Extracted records

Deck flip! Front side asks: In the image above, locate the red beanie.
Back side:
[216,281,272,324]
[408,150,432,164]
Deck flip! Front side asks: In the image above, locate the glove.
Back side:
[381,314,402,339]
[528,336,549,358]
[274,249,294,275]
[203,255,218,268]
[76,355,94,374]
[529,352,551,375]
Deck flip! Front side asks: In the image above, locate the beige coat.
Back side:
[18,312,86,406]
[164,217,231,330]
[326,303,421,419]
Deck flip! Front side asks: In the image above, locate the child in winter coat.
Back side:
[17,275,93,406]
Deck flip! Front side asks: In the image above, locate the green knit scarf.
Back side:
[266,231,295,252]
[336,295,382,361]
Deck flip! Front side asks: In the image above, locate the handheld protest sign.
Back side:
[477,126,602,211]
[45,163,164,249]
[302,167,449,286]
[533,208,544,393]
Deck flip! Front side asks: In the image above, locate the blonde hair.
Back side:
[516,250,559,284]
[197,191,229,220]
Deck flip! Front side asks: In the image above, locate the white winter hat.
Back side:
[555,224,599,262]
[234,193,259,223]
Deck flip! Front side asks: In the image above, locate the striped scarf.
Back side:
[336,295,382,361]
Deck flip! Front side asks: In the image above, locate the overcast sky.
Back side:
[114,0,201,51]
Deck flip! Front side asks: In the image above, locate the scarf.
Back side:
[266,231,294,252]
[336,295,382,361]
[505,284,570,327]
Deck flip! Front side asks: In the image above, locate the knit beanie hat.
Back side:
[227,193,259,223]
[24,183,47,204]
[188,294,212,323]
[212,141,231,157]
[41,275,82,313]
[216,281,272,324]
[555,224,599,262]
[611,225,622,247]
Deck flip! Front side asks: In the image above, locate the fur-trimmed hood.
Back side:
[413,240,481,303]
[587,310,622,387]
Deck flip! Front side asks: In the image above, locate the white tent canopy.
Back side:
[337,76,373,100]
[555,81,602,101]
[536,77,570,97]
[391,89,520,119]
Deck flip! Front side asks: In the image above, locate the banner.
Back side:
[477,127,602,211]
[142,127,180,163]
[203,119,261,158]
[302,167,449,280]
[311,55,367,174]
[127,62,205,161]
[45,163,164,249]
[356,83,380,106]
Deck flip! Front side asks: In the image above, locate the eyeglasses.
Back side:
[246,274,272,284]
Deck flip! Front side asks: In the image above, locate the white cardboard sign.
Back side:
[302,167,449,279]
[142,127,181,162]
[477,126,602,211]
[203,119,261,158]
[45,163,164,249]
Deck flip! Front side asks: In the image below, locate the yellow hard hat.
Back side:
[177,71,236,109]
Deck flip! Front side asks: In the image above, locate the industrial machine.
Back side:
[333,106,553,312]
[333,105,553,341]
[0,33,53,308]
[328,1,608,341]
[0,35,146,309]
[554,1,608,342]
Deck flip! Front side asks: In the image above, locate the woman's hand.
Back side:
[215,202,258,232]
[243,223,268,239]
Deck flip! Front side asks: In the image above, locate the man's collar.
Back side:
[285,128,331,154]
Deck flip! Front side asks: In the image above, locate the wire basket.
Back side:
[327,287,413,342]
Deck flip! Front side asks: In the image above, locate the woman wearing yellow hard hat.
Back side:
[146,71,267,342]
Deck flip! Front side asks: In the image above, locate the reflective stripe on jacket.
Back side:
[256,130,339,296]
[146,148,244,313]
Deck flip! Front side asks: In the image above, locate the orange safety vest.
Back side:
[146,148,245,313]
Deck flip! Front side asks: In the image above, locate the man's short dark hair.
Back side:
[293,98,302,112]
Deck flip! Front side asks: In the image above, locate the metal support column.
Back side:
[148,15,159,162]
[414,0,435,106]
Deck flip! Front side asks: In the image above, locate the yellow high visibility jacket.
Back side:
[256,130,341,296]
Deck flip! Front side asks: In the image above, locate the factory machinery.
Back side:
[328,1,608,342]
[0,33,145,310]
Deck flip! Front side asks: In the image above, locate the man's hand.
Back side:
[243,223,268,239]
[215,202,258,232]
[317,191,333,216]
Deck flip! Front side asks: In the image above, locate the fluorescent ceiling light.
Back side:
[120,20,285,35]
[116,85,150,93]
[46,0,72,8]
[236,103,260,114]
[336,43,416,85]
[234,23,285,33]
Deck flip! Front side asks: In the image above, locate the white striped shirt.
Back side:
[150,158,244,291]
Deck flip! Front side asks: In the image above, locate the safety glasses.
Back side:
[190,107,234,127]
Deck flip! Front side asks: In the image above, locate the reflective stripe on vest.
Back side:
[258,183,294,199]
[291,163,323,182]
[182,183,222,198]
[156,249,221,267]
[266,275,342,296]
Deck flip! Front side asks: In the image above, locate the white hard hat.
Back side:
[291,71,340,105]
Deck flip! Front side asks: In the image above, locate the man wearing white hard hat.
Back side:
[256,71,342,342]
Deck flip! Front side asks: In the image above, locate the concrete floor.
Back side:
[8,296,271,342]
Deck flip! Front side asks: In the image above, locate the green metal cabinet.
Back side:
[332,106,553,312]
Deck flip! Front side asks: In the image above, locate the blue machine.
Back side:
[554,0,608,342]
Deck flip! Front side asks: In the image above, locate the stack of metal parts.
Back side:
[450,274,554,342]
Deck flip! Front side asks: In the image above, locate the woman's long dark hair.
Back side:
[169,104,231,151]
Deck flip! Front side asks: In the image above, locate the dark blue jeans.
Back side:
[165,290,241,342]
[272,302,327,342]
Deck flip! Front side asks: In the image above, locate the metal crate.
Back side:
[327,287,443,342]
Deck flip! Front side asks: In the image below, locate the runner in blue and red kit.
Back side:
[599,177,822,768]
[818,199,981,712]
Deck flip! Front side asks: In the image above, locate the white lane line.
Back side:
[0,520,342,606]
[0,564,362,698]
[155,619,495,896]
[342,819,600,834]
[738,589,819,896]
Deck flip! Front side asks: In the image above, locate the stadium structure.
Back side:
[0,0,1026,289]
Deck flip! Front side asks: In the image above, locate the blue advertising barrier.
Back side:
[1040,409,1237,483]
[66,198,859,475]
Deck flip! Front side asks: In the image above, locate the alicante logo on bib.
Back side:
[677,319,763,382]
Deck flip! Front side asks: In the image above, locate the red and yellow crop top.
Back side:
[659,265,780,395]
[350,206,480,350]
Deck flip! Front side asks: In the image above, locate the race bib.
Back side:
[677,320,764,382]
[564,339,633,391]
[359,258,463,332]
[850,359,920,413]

▸ **DIRECTIVE**
Output each record exactly, leaving nothing out.

▸ **WRITTEN SOLUTION**
Deck flip! Front side asks: In the image above, locate the red beanie.
Back side:
[216,281,272,324]
[408,150,432,164]
Deck flip! Front side asks: In the image above, locate the glove.
Back side:
[381,314,402,339]
[528,336,549,358]
[274,249,294,275]
[203,255,218,268]
[76,355,94,374]
[529,352,551,375]
Deck flip! Front side asks: In the image above, locate the beige coat.
Back side:
[18,312,86,406]
[164,217,231,330]
[326,303,421,419]
Deck flip! Front side asks: In the image above, locate the child in winter coat.
Back side:
[17,275,93,406]
Deck flip! Front side asks: In the image above, locate the green knit scarf.
Back side:
[266,231,295,252]
[336,295,382,361]
Deck flip! Front side asks: In the image above, locate the handheld protest sign.
Back side:
[477,126,602,211]
[45,163,164,249]
[302,167,449,286]
[533,208,544,393]
Deck flip! Front side asks: In the image above, locate the blonde hair.
Back side:
[516,250,559,284]
[197,191,229,220]
Deck flip! Front side asks: In the image above, locate the white winter hat.
Back side:
[555,224,599,262]
[234,193,259,223]
Deck flip! Front side asks: In the image above, locate the striped scarf.
Back side:
[336,295,382,361]
Deck flip! Front side asks: In the image above, locate the overcast sky.
Back side:
[114,0,201,51]
Deck flip! Front side asks: In the image above, locate the scarf.
Back side:
[266,231,294,252]
[336,295,382,361]
[505,284,570,327]
Deck flip! Front side asks: In the image above, locate the knit beanie hat.
Back side:
[227,193,259,223]
[24,183,47,204]
[188,294,212,323]
[212,141,231,157]
[41,275,82,313]
[216,281,272,324]
[555,224,599,262]
[611,225,622,247]
Deck flip! Front side asks: In the image above, locate the fur-trimmed hood.
Back side:
[413,240,481,303]
[587,310,622,387]
Deck flip! Front side asks: In the image above, locate the white tent canopy.
Back side:
[337,76,373,100]
[555,81,602,101]
[536,77,570,97]
[391,89,520,119]
Deck flip! Front side asks: In the image above, locate the banner.
Back side:
[477,127,602,211]
[142,127,180,163]
[203,119,261,158]
[302,167,449,280]
[311,55,367,174]
[127,62,205,161]
[45,163,164,249]
[356,83,380,106]
Deck flip! Front side asks: In the image above, locate the eyeglasses.
Back side:
[246,274,272,284]
Deck flip! Front side asks: In the image above, locate the white cardboard sign.
Back side:
[302,167,449,279]
[142,127,181,162]
[477,126,602,211]
[203,119,261,158]
[45,163,164,249]
Deck flip! Front side asks: In the image below, locate the yellow hard hat.
Back side:
[177,71,236,109]
Deck flip! Front side asks: In the image above, locate the industrial machine.
Back side:
[333,106,553,312]
[333,105,553,341]
[0,33,53,308]
[328,1,608,341]
[0,35,146,309]
[554,1,608,342]
Deck flip! Front side asks: In the image above, locate the woman's hand.
Back side:
[215,202,258,232]
[243,223,268,239]
Deck flip! Front side asks: In the image above, locate the man's collar.
Back side:
[285,128,331,154]
Deck flip! Front side asks: In the image above, locate the wire basket.
Back side:
[327,287,413,342]
Deck flip! Front side asks: In the image above, locate the woman wearing yellow hard hat.
Back side:
[146,71,267,342]
Deck flip! Front side asks: In the image above, locate the reflective stripe on jacket.
Back side:
[256,130,339,296]
[146,148,244,313]
Deck flip! Front side asks: In the image above, locate the orange safety vest.
Back side:
[146,148,245,313]
Deck flip! Front side asks: In the image above, locate the man's short dark hair.
Back side:
[293,98,302,112]
Deck flip! Front side asks: In the image above, locate the metal support column.
Back side:
[148,15,159,162]
[414,0,435,106]
Deck flip! Front side asks: In the image above, locate the yellow high visibility jacket.
Back side:
[256,130,341,296]
Deck flip! Front side asks: In the image above, locate the factory machinery.
Back side:
[328,1,608,342]
[0,33,145,310]
Deck flip! Front side asks: In the image above, locate the man's hand.
Back side:
[243,223,268,239]
[215,202,258,232]
[317,191,333,216]
Deck flip! Front side asks: In the image above, locate the fluorescent ceiling light.
Back side:
[120,20,285,35]
[116,85,150,93]
[46,0,72,8]
[236,103,260,114]
[336,43,416,85]
[234,23,285,33]
Deck flip! Front side asks: In the image above, locate the white striped shirt.
Back side:
[150,158,244,291]
Deck flip! Front side asks: In the image above, locate the safety glasses.
Back side:
[190,107,234,127]
Deck flip! Front side asks: In the image above, locate the reflective stripe on vest.
Back side:
[258,183,294,199]
[291,163,323,182]
[182,183,222,198]
[156,249,221,267]
[266,275,342,296]
Deck flip! Front side asks: In the image above, locate the white hard hat.
Back side:
[291,71,340,105]
Deck flip! Front side asks: In the image above, locate the man wearing white hard hat.
Back side:
[256,71,342,342]
Deck flip! Front side asks: In the image above, locate the concrete floor.
Back side:
[8,296,271,342]
Deck flip! Front side asks: In the image above, locate the green metal cabinet.
Back side:
[332,106,553,312]
Deck flip! Front side asks: In the image above, locate the blue machine.
Back side:
[554,0,608,342]
Deck flip! Front side asks: In the image above, locate the stack of metal parts.
Back side:
[450,274,554,342]
Deck flip! Front side asks: In the image above, locate the woman's long dark hair.
Back side:
[169,104,231,151]
Deck flip! Front side asks: In the image above, locate the dark blue jeans.
Back side:
[165,290,241,342]
[272,302,327,342]
Deck flip! Front side asks: In the image above, locate the metal crate.
Back side:
[327,287,443,342]
Deck flip! Front side asks: In the image below, locate the runner in blue and red kit.
Back side:
[599,177,822,768]
[818,199,981,712]
Deck flip! Front side asks: In the image above, locate the white lane line.
Back side:
[0,520,342,606]
[0,564,362,698]
[155,619,495,896]
[342,819,600,834]
[738,589,819,896]
Deck flip! Front side asks: In the image above, locate the stadium structure.
Back side:
[0,0,1026,289]
Deck flip! Front side asks: In the image above, locate the blue advertising barrier.
Back side:
[1040,409,1237,483]
[66,198,859,475]
Deck flip! Front side asks: In the image above, locate the alicante logo on bib.
Back side:
[677,319,763,382]
Deck flip! Front side asks: In the image above, locate the red and yellow crop top.
Back side:
[659,265,780,395]
[350,206,480,350]
Deck flip! Front side asks: In the image above, locate the race bib.
Back side:
[677,320,764,382]
[564,339,633,391]
[359,258,463,332]
[850,359,920,413]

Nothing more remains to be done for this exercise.